• Challenge: The records should be written out in full, with nothing altered.

• Data supplied:
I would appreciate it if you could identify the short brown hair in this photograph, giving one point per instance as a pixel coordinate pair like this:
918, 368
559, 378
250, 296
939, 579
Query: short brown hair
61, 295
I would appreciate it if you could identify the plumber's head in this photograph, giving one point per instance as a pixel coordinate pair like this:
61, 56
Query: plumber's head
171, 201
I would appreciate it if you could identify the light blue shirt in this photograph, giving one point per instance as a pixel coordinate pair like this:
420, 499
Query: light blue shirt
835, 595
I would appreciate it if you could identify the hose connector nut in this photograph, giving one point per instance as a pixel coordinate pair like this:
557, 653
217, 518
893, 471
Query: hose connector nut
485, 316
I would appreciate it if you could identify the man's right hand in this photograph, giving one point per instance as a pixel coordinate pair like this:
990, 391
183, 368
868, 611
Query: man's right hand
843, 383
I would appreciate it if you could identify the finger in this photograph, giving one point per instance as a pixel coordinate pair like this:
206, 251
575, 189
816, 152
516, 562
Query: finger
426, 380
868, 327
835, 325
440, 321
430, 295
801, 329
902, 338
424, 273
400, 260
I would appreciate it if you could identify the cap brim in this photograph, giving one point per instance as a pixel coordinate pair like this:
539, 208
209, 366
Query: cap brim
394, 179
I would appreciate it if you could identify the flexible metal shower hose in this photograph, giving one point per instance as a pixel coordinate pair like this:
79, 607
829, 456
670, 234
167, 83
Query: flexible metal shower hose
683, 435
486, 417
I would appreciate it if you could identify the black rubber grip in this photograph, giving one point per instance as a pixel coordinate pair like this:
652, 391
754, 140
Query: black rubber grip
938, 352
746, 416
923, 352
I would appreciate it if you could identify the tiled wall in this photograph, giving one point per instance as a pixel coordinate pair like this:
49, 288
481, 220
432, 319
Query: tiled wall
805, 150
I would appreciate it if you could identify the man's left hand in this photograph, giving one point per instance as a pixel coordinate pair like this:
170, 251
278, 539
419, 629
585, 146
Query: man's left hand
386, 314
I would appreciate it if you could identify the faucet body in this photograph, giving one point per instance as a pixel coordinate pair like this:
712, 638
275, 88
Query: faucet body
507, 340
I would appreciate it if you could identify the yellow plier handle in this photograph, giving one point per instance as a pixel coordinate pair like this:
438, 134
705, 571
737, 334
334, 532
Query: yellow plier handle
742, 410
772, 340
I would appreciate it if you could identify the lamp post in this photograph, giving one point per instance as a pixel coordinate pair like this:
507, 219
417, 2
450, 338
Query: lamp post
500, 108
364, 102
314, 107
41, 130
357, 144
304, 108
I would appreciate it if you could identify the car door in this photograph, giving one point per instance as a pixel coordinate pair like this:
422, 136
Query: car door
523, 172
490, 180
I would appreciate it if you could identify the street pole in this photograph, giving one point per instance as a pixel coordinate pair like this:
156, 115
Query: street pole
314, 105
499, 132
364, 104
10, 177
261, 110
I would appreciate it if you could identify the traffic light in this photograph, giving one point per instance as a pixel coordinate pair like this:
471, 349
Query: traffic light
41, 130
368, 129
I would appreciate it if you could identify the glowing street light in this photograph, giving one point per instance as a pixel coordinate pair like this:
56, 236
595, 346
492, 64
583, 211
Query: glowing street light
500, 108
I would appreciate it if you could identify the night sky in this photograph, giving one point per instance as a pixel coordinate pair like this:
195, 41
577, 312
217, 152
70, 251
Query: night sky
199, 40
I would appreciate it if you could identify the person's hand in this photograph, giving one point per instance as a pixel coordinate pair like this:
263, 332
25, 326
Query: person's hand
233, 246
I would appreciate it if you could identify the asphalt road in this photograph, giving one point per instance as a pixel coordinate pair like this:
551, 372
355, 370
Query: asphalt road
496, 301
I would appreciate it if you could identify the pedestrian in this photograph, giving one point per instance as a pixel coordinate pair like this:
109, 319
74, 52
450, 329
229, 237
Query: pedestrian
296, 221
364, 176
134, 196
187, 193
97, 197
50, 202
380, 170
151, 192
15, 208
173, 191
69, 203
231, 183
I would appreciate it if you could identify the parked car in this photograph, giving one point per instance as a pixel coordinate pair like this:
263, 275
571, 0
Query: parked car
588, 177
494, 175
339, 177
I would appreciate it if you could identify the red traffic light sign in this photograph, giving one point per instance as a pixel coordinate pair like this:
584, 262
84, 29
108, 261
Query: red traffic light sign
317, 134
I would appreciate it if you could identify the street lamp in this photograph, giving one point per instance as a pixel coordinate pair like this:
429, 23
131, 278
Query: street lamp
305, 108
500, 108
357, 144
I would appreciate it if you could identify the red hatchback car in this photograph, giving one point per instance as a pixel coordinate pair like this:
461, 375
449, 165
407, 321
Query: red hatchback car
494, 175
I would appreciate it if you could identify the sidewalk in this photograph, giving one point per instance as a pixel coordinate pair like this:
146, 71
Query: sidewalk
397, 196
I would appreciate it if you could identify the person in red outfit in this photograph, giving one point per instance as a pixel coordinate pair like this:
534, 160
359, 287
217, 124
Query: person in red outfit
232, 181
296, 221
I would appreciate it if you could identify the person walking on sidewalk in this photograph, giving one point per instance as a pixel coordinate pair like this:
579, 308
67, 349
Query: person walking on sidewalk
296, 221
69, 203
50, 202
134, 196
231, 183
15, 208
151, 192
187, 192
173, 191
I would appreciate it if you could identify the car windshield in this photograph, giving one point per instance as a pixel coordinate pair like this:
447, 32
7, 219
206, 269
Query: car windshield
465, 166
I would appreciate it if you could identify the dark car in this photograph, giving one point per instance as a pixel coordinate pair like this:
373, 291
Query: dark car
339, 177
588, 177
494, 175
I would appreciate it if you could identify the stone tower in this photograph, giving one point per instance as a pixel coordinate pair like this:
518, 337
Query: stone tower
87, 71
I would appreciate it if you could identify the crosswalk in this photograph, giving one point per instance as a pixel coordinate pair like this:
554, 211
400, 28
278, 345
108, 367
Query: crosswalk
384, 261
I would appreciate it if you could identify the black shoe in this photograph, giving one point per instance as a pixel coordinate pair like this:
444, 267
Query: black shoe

• Correct output:
I would appreciate it if you could identify the short brown hair in this photograph, giving one point per instance as a pixel coordinate pair like this:
918, 368
559, 378
250, 296
939, 579
Query: short brown hair
61, 295
I would appreciate it if you could identify the plumber's head in this photograph, giving one point per instance as a pixel coordinate pair like this:
61, 56
Query: plumber's head
171, 201
I would appreciate it if you could identify the light blue shirt in this photograph, giving one point per instance as a pixel coordinate pair like this:
420, 499
Query: light blue shirt
835, 595
I would appreciate it if you could identify the hose connector nut in this photograph, giving one point per instance as a pixel coordinate pair like this:
557, 653
217, 518
893, 471
Query: hose connector nut
485, 316
I would appreciate it if you could identify the man's right hand in this photograph, giving one point per instance as a pixel coordinate pair like this:
990, 391
183, 368
868, 611
Query: man's right hand
843, 383
I would appreciate it if you could identify the finger in this photograph, giving one point per instance as a pixel coordinate pair like this:
206, 251
575, 189
816, 152
516, 562
Query: finger
426, 380
868, 327
835, 325
440, 321
430, 295
801, 329
902, 338
424, 273
400, 260
I would appreciate it if you could identify the cap brim in this photograph, giving one point per instance as a pixel coordinate pair like this:
539, 208
209, 366
Query: cap brim
394, 179
I would appreciate it if you could identify the flexible metal shower hose in this photograph, giving one point per instance as a pixel coordinate pair like this:
79, 607
829, 456
670, 234
167, 83
Query: flexible metal shower hose
683, 435
486, 417
I would appreciate it if you could identify the black rubber grip in this photograph, giving one point per instance as a pixel coordinate pair like this:
652, 391
754, 140
Query: black rubber grip
938, 352
746, 416
923, 352
I would appreciate it if you could identify the tiled wall in this photograph, giving one point per instance as a pixel coordinate pair like this:
49, 288
481, 220
432, 319
Query: tiled wall
805, 150
I would appreciate it if you could identify the man's left hand in this photograph, giving one point per instance as a pixel coordinate pair like this:
170, 251
278, 539
419, 629
585, 146
Query: man's left hand
386, 314
I would appreciate it if you could identify the faucet body in this photograph, giving one point per instance as a pixel coordinate pair like this:
712, 638
275, 88
Query: faucet body
507, 340
I would appreciate it if you could identify the yellow plier handle in this photograph, giving one point per instance as a pixel coordinate pair like this:
438, 134
705, 571
737, 334
334, 532
Query: yellow plier handle
742, 410
772, 340
I would appreciate it if you could identify the lamp post in this photograph, giving one point per instance as a pixel coordinate pair like this:
507, 219
417, 2
450, 338
Query: lamp post
500, 108
364, 102
314, 107
41, 130
357, 144
304, 108
I would appreciate it if you could identify the car door in this photograph, giving one point per instance as a pixel coordinate pair like this:
422, 136
Query: car door
523, 172
490, 180
I would appreciate it if you could identify the street pole in this photograph, giving one point per instance as a pixel coordinate pair like this:
156, 115
Query: street pole
314, 105
499, 132
364, 104
10, 177
261, 110
I would appreciate it if you could identify the traffic light in this photograph, giving one point per instance as a pixel coordinate pair like this:
471, 349
Query: traffic light
41, 130
368, 129
I would appreciate it if you could identify the glowing street light in this photograph, giving one point per instance as a pixel coordinate pair like this:
56, 236
595, 346
492, 64
583, 211
Query: glowing street light
500, 108
I would appreciate it if you could identify the night sky in this photograph, giving one point per instance as a pixel coordinate pair like this:
195, 41
577, 312
217, 152
70, 251
Query: night sky
199, 40
I would appreciate it if you could identify the person's hand in this photograph, giving one point per instance as a pixel coordinate pair like this:
263, 332
25, 326
Query: person's hand
233, 246
I would appreciate it if you could identify the asphalt road in this photograph, giving one point per instance as a pixel coordinate pair like this:
551, 372
355, 370
Query: asphalt road
496, 301
I would appreciate it if you could identify the pedestrian in this photograph, giving one point per instance as a pixel coordinate pair like this:
109, 319
74, 52
450, 329
229, 237
Query: pedestrian
296, 221
364, 176
134, 196
187, 193
97, 197
50, 202
380, 170
151, 192
15, 208
173, 191
69, 203
231, 183
I would appreciate it if you could identify the parked car in this photograph, giving one point per instance as a pixel coordinate pair like this:
263, 275
571, 0
Query: parked car
588, 177
494, 175
339, 177
I would appreciate it if you could identify the red traffic light sign in this photograph, giving one point per instance as a pixel coordinate pair like this:
584, 262
84, 29
108, 261
Query: red traffic light sign
317, 134
I would appreciate it if you could identify the street lamp in this photograph, giving one point per instance as a pixel coordinate pair like this:
429, 23
131, 278
Query: street lamp
305, 108
500, 108
357, 144
I would appreciate it if you could identify the red hatchback car in this photograph, giving one point per instance as a pixel coordinate pair like this:
461, 375
449, 165
407, 321
Query: red hatchback car
494, 175
I would appreciate it if you could identify the sidewalk in this photograph, giving one point per instance as a pixel coordinate pair like this:
146, 71
Query: sidewalk
397, 196
I would appreciate it if you could identify the person in red outfit in this photograph, giving one point per instance as a pixel coordinate pair like this:
534, 160
359, 287
217, 124
Query: person in red outfit
232, 181
296, 221
I would appreciate it if you could identify the person walking on sidewalk in this photograph, giving one point per instance as a pixel coordinate pair like this:
579, 308
67, 349
Query: person walking on sidewalk
296, 221
69, 203
50, 202
134, 196
231, 183
15, 208
151, 192
187, 192
173, 191
I would appreciate it if you could identify the car windshield in this photograph, giving one point per instance as a pixel coordinate pair like this:
447, 32
7, 219
206, 269
Query: car windshield
465, 166
I would appreciate it if you could identify the dark car in this photograph, giving one point per instance as a pixel coordinate pair like this:
373, 291
Query: dark car
339, 177
588, 177
494, 175
I would appreciate it if you could identify the stone tower in this photograph, giving one point per instance as a pixel coordinate pair like this:
518, 337
Query: stone tower
87, 71
I would appreciate it if you could identify the crosswalk in this photograph, giving one point per instance as a pixel coordinate pair like this:
554, 211
400, 28
278, 345
108, 367
Query: crosswalk
384, 261
I would appreciate it if you could identify the black shoe in this photograph, giving one point per instance as a pixel coordinate pair like this:
444, 267
Query: black shoe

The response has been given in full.